Copy out the lab methods passage, starting at the words "Nuclear/Cytoplasmic/Membrane fractionations have" and ending after "Waltham, MA, USA).", and put "Cultured Cell Lines" wherever "Cultured Cells" appears.
==== PASSAGE FOR REVIEW
For measurement of intracellular calcium mobilisation, a total of 1 × 107 cells were incubated in 1 ml complete RPMI with 4 μM Fluo-4-AM (Invitrogen, Carlsbad, Califonia, USA) at 37° C for 30 min. Cells were then resuspended at 5 × 106/ml and 100 μl of cell suspension was added into 400 μl of prewarmed RPMI. Cells were analysed by FACS CANTO II flow cytometer (Becton Dickinson). After 30 s of baseline acquisition, α-IgM F(ab’)2 and α-IgD F(ab’)2 (10 μg/ml) (Southern Biotech) were added and the fluorescence intensity (FI) was recorded for 5 min. Then, was added Ionomycin (1μg/mL) and FI was recorded for other 2 minutes. For quantification, mean baseline FI was subtracted from the peak intensity after stimulation and divided for the value obtained subtracting mean baseline FI to mean Ionomycin FI. The resulting value was termed “calcium response”.

Cell viability testing

Apoptosis was assessed using the Annexin V Apoptosis Detection Kit accordingly to the manufacturer’s instructions (Becton Dickinson). Briefly, after incubation with 17-DMAG (Selleckem, Huston, TX, USA) (100 nM or 500 nM) for 4 h or 6 h, aliquots of 250.000 cells were harvested, washed and incubated for 10 min in the dark at room temperature with 100 μl of binding buffer, 5 μl of Annexin V-fluorescein isothicyanate (FITC), and 3 μl of propidium iodide (PI). Cells were analysed by FACS CANTO II flow cytometer (Becton Dickinson).

Subcellular protein fractionation

Nuclear/Cytoplasmic/Membrane fractionations have been performed with the Subcellular Protein Fractionation Kit for Cultured Cells accordingly to the manufacturer’s instructions (Thermo Fisher Scientific; Waltham, MA, USA).

Lyn mRNA expression by real-time PCR analysis

The primers used to evaluate Lyn and β-Actin mRNA levels are: Lyn F 5′-GCT CAG ATT GCA GAG GGA ATG-3′ and R 5′-GAG CCG TCC ACT TAA TAG GGA-3′; β-actin F 5′-CCA GCT CAC CAT GGA TGA TG-3′ and R 5′-ATG CCG GAG CCG TTG TC-3′. Procedure is detailed in Supplementary data.

Western blotting analysis (WB)

Cells from CLL patients and healthy donors were prepared by cell lyses as previously described [4] and it is detailed in Supplementary data.

Ubiquitination detection kit

Signal-Seeker™ kits use affinity beads to pull-out and enrich modified proteins from cell lysate according to the manufacturer’s instructions (Cytoskeleton, Inc, Denver, CO, USA). The enriched protein population was then analyzed by standard WB procedures and the modified protein of interest is detected by the end-user using their own primary antibody.
========
==== DATASET CONTENT
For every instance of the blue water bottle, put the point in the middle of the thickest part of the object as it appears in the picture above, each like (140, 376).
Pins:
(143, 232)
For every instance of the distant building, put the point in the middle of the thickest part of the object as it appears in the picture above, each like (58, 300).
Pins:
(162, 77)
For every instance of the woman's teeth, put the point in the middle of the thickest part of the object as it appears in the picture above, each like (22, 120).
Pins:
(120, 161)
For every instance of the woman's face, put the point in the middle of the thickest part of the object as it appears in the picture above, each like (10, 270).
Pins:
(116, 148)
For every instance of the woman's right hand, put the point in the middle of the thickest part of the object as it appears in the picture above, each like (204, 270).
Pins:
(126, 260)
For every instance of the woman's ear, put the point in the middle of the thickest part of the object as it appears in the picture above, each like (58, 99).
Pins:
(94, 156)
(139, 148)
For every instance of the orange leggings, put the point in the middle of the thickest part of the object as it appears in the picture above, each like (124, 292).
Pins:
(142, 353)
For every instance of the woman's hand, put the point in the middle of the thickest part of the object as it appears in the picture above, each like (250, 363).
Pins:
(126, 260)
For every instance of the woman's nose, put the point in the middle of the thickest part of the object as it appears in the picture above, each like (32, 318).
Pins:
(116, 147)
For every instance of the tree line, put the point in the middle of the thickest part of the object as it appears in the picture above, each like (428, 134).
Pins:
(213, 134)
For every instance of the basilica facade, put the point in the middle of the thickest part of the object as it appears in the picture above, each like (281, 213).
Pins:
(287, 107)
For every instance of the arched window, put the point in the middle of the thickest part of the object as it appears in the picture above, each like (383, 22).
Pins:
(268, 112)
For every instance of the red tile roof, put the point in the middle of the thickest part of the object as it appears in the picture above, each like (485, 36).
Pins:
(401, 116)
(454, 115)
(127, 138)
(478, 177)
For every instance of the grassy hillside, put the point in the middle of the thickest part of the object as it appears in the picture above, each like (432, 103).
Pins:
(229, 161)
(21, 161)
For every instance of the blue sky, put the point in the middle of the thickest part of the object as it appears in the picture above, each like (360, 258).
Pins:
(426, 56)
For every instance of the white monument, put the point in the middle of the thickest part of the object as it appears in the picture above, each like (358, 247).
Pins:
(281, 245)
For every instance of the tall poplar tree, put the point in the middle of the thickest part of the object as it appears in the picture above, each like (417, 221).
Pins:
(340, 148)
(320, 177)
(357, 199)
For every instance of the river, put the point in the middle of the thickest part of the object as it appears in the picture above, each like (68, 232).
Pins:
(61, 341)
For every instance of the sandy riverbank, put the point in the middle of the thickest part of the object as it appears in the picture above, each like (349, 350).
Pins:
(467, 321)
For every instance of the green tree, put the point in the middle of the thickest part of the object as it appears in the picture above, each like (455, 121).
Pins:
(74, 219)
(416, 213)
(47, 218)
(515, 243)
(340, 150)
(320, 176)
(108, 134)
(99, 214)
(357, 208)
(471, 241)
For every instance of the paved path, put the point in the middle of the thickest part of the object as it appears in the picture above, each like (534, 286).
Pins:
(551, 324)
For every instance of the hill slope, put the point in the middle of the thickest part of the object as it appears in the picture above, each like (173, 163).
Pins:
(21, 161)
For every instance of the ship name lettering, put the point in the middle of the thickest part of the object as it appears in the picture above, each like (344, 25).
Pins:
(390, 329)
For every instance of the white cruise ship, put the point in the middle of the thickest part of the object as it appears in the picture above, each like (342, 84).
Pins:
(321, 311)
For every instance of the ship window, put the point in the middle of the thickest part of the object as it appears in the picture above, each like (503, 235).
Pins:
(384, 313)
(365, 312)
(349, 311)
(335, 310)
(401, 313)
========
ANSWER TO THIS EXERCISE:
Nuclear/Cytoplasmic/Membrane fractionations have been performed with the Subcellular Protein Fractionation Kit for Cultured Cell Lines accordingly to the manufacturer’s instructions (Thermo Fisher Scientific; Waltham, MA, USA).